### PROBLEM TO SOLVE
Render each line of the material below as one string in a JSON list, omitting blank lines and leaving the pictures out.

### GIVEN ENTRIES
-*-*-
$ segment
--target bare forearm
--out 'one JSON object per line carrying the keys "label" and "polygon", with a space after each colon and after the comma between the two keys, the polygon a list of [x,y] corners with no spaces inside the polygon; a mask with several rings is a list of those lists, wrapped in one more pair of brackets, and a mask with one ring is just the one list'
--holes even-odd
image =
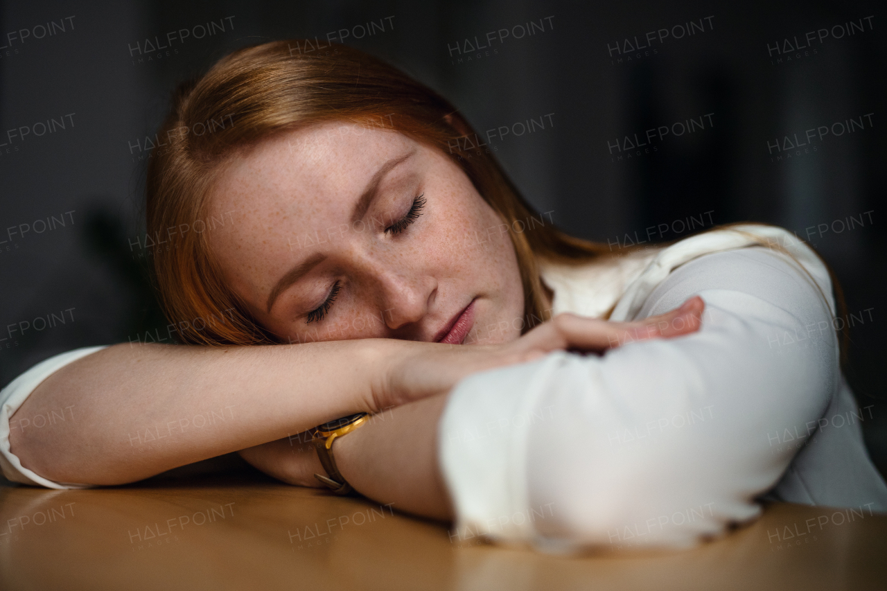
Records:
{"label": "bare forearm", "polygon": [[335,457],[342,476],[371,499],[415,515],[451,519],[437,461],[437,423],[445,403],[446,396],[440,395],[404,405],[385,421],[373,421],[341,437]]}
{"label": "bare forearm", "polygon": [[[381,341],[235,347],[115,345],[59,370],[11,421],[22,465],[111,485],[372,411]],[[396,345],[394,345],[396,346]],[[28,417],[67,408],[37,429]]]}

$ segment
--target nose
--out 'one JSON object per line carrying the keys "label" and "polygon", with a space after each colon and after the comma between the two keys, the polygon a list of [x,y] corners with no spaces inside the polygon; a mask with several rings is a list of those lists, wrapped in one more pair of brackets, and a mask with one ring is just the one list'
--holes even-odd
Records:
{"label": "nose", "polygon": [[[418,325],[428,314],[437,291],[434,278],[408,276],[403,271],[383,272],[377,280],[381,314],[391,330]],[[412,336],[418,337],[418,332]]]}

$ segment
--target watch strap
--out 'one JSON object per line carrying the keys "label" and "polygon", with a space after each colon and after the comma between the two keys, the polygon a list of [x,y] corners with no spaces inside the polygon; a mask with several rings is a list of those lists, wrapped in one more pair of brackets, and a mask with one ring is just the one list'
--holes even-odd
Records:
{"label": "watch strap", "polygon": [[339,468],[335,465],[335,458],[333,457],[333,446],[326,448],[326,439],[317,441],[315,446],[318,450],[318,458],[320,465],[324,467],[327,476],[315,474],[314,477],[322,482],[334,494],[346,495],[354,489],[348,481],[339,473]]}

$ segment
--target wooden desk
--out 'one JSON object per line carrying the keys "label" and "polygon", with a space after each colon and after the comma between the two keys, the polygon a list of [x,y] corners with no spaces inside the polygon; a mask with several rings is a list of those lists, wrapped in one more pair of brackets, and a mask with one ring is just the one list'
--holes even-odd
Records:
{"label": "wooden desk", "polygon": [[249,472],[0,486],[0,589],[885,589],[887,516],[851,517],[779,504],[695,549],[566,558]]}

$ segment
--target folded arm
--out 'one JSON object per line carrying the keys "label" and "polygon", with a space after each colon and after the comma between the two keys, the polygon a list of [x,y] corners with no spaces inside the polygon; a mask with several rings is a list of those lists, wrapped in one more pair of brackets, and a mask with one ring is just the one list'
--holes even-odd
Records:
{"label": "folded arm", "polygon": [[[343,476],[467,534],[555,549],[687,545],[755,516],[797,451],[767,435],[805,432],[840,382],[829,312],[792,264],[756,248],[678,269],[640,316],[695,294],[698,333],[470,376],[445,406],[409,405],[343,437]],[[808,338],[792,346],[787,332]]]}

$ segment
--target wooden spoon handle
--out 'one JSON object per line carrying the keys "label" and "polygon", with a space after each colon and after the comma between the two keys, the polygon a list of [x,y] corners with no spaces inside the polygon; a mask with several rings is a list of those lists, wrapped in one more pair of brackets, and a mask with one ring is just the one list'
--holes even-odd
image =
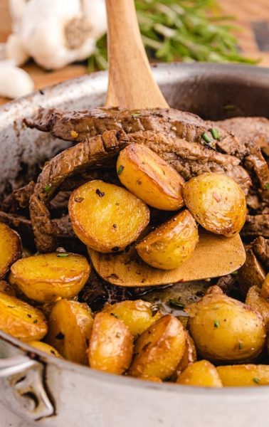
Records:
{"label": "wooden spoon handle", "polygon": [[109,80],[106,105],[129,109],[168,107],[154,80],[134,0],[106,0]]}

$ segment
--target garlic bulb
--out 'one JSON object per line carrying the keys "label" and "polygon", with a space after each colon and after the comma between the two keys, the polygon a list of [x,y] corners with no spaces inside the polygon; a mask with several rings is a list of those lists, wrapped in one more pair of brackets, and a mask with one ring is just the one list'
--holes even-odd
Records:
{"label": "garlic bulb", "polygon": [[85,59],[106,31],[104,0],[9,0],[14,34],[9,58],[21,65],[28,56],[46,69]]}
{"label": "garlic bulb", "polygon": [[15,98],[33,92],[30,75],[11,61],[0,61],[0,96]]}

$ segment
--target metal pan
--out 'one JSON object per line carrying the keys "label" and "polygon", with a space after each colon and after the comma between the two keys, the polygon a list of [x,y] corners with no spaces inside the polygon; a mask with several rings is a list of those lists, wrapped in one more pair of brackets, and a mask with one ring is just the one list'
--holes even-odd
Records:
{"label": "metal pan", "polygon": [[[211,120],[268,117],[269,68],[177,63],[156,66],[154,74],[176,108]],[[0,194],[68,145],[26,129],[22,118],[38,106],[102,105],[106,88],[107,74],[97,73],[0,108]],[[0,357],[1,427],[258,427],[269,419],[268,386],[214,390],[117,376],[44,355],[2,332]]]}

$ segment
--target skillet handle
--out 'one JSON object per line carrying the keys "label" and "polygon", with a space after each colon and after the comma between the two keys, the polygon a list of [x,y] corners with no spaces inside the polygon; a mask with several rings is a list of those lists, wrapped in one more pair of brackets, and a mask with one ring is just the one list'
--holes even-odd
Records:
{"label": "skillet handle", "polygon": [[0,384],[9,409],[21,416],[38,420],[55,413],[43,379],[43,364],[27,356],[0,359]]}

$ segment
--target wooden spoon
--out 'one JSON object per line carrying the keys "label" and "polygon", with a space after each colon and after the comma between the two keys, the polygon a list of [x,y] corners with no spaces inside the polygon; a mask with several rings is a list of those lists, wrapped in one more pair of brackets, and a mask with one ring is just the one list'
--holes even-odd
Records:
{"label": "wooden spoon", "polygon": [[[142,41],[133,0],[106,0],[109,83],[106,105],[130,110],[169,105],[154,80]],[[154,286],[215,278],[232,273],[246,260],[238,234],[227,238],[200,229],[191,258],[178,268],[150,267],[132,248],[127,253],[89,249],[93,266],[105,280],[122,286]]]}

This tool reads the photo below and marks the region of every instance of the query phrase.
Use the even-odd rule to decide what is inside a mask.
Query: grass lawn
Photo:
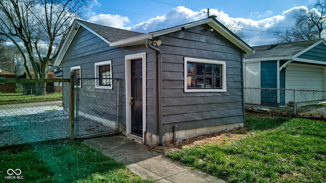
-*-*-
### SOLUTION TO THIS EXERCISE
[
  "$ segment",
  "--target bare forearm",
  "--out 'one JSON object per line carrying the keys \"label\" and \"polygon\", with a space after each colon and after the comma between the two keys, the polygon a list of [x,y] corners with no spaces inside the polygon; a mask with several rings is a list of those lists, wrapped in one more pair of brackets, and a mask with one ring is just the one list'",
  "--holes even-odd",
  "image =",
  "Records:",
  "{\"label\": \"bare forearm\", \"polygon\": [[335,457],[342,476],[371,499],[415,515],[451,519],[437,461],[437,423],[445,403],[446,396],[440,395],[404,405],[385,421],[373,421],[341,437]]}",
  "{\"label\": \"bare forearm\", \"polygon\": [[[381,341],[235,347],[115,345],[59,370],[11,421],[22,465],[111,485],[372,411]],[[396,345],[394,345],[396,346]],[[28,417],[67,408],[37,429]]]}",
  "$ segment",
  "--target nose",
  "--out 'one JSON object per line carrying the keys \"label\" and \"polygon\", with a space after each colon and after the comma between the two keys, the polygon a list of [x,y] corners with no spaces inside the polygon; a mask with several rings is a list of those lists, wrapped in one more pair of brackets, and a mask with one ring is just the one list'",
  "--holes even-odd",
  "Records:",
  "{\"label\": \"nose\", \"polygon\": [[[418,325],[428,314],[437,291],[434,278],[408,276],[403,271],[383,272],[377,280],[381,314],[391,330]],[[412,336],[418,337],[418,332]]]}",
  "$ segment",
  "--target watch strap",
  "--out 'one JSON object per line carrying the keys \"label\" and \"polygon\", with a space after each colon and after the comma between the two keys, the polygon a list of [x,y] corners with no spaces inside the polygon; a mask with several rings is a list of those lists, wrapped in one more pair of brackets, and a mask with one ring is just the one list'",
  "--holes even-odd",
  "Records:",
  "{\"label\": \"watch strap\", \"polygon\": [[339,468],[335,465],[335,458],[333,457],[333,446],[326,448],[326,439],[317,441],[315,446],[318,450],[318,458],[320,465],[324,467],[327,476],[315,474],[314,477],[322,482],[334,494],[346,495],[354,489],[348,481],[339,473]]}",
  "$ segment",
  "--target wooden desk",
  "--out 'one JSON object per line carrying the keys \"label\" and \"polygon\", with a space after each colon and after the comma between the two keys, the polygon a list of [x,y] corners with no spaces inside the polygon; a mask with several rings is a list of those lists, wrapped in one more pair of brackets, and a mask with one ring is just the one list'",
  "--holes even-odd",
  "Records:",
  "{\"label\": \"wooden desk\", \"polygon\": [[249,472],[0,486],[0,589],[885,589],[887,516],[851,517],[779,504],[695,549],[566,558]]}",
  "$ segment",
  "--target folded arm",
  "--out 'one JSON object per line carrying the keys \"label\" and \"polygon\", with a space after each colon and after the comma between the two keys, the polygon a list of [x,y] corners with no spaces inside the polygon; a mask with several rings is a list of those lists, wrapped in one more pair of brackets, and a mask with one ring is just the one list'",
  "--holes even-odd",
  "Records:",
  "{\"label\": \"folded arm\", \"polygon\": [[[343,476],[467,534],[555,549],[687,545],[755,516],[797,451],[767,435],[805,432],[840,382],[829,312],[792,264],[756,248],[678,269],[640,316],[695,294],[698,333],[470,376],[445,406],[409,405],[343,437]],[[808,338],[792,346],[787,332]]]}",
  "$ segment",
  "--target wooden spoon handle",
  "--out 'one JSON object per line carrying the keys \"label\" and \"polygon\", with a space after each colon and after the comma between the two keys, the polygon a list of [x,y] corners with no spaces inside the polygon; a mask with several rings is a list of those lists, wrapped in one more pair of brackets, and a mask with one ring is just the one list'",
  "--holes even-odd",
  "image =",
  "Records:",
  "{\"label\": \"wooden spoon handle\", \"polygon\": [[109,80],[106,105],[129,109],[168,107],[154,80],[134,0],[106,0]]}",
  "$ segment",
  "--target garlic bulb",
  "--out 'one JSON object per line carrying the keys \"label\" and \"polygon\", with a space after each colon and after the comma between the two keys, the polygon a list of [x,y] corners with no spaces inside the polygon; a mask with several rings is a list of those lists, wrapped in one more pair of brackets, and a mask with one ring is just the one list'",
  "--holes even-odd",
  "Records:",
  "{\"label\": \"garlic bulb\", \"polygon\": [[85,59],[106,31],[104,0],[9,0],[14,34],[9,58],[21,65],[28,56],[46,69]]}",
  "{\"label\": \"garlic bulb\", \"polygon\": [[15,98],[33,92],[30,75],[11,61],[0,61],[0,96]]}",
  "$ segment",
  "--target metal pan",
  "--out 'one JSON object per line carrying the keys \"label\" and \"polygon\", with a space after each colon and after the comma between the two keys, the polygon a list of [x,y] corners with no spaces inside the polygon; a mask with several rings is a list of those lists, wrapped in one more pair of brackets, and a mask with one ring is just the one list'",
  "--holes even-odd",
  "Records:",
  "{\"label\": \"metal pan\", \"polygon\": [[[211,120],[268,117],[269,68],[177,63],[156,66],[154,74],[176,108]],[[0,194],[68,145],[26,129],[22,118],[38,106],[102,105],[106,88],[107,74],[97,73],[0,108]],[[0,357],[1,427],[258,427],[269,419],[268,386],[214,390],[117,376],[44,355],[2,332]]]}",
  "$ segment",
  "--target skillet handle",
  "--out 'one JSON object per line carrying the keys \"label\" and \"polygon\", with a space after each colon and after the comma between the two keys, the polygon a list of [x,y] corners with no spaces inside the polygon; a mask with several rings is a list of those lists, wrapped in one more pair of brackets, and a mask with one ring is just the one list'",
  "--holes even-odd",
  "Records:",
  "{\"label\": \"skillet handle\", \"polygon\": [[0,384],[9,409],[21,416],[38,420],[55,413],[43,379],[43,364],[27,356],[0,359]]}",
  "$ segment",
  "--target wooden spoon",
  "--out 'one JSON object per line carrying the keys \"label\" and \"polygon\", with a space after each colon and after the comma between the two keys, the polygon a list of [x,y] corners with no spaces inside the polygon; a mask with several rings is a list of those lists, wrapped in one more pair of brackets, and a mask with one ring is just the one list'",
  "--holes even-odd",
  "Records:",
  "{\"label\": \"wooden spoon\", \"polygon\": [[[142,41],[133,0],[106,0],[109,83],[106,105],[130,110],[169,105],[154,80]],[[154,286],[215,278],[232,273],[246,260],[238,234],[227,238],[200,229],[191,258],[178,268],[150,267],[132,248],[127,253],[89,249],[93,266],[105,280],[122,286]]]}",
  "This tool reads the photo below and marks the region of every instance of the query phrase.",
  "Use the even-odd rule to decide what is inside a mask.",
  "Query: grass lawn",
  "Photo:"
]